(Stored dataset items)

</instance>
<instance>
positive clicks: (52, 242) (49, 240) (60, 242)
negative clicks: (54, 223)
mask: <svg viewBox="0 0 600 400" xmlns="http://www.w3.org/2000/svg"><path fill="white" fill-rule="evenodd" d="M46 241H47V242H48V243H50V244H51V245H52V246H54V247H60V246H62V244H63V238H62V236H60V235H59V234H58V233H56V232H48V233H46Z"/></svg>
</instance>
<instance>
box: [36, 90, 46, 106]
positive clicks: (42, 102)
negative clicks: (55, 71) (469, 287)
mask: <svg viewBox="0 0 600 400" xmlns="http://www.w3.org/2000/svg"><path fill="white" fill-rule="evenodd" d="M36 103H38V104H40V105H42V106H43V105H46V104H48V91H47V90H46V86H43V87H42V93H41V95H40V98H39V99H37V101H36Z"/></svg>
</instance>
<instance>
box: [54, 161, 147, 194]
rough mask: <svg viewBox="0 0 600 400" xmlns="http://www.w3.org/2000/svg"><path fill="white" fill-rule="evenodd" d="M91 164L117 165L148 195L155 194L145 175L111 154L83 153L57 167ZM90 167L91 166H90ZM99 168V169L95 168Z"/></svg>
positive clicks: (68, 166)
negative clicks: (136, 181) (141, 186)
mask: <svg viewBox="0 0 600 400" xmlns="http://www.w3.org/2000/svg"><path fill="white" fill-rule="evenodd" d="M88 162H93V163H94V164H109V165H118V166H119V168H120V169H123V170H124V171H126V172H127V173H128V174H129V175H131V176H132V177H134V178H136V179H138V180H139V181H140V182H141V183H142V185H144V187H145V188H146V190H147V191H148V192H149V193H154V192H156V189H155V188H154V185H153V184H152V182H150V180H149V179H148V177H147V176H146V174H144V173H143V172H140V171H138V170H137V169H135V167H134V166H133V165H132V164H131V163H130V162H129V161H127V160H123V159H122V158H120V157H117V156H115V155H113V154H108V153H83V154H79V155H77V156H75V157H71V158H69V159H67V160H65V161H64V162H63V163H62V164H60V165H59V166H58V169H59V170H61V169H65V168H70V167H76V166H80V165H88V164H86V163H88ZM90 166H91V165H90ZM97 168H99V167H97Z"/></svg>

Work instructions | Among the entries, how many lines hold the word "positive"? Please answer with only that number.

Answer | 3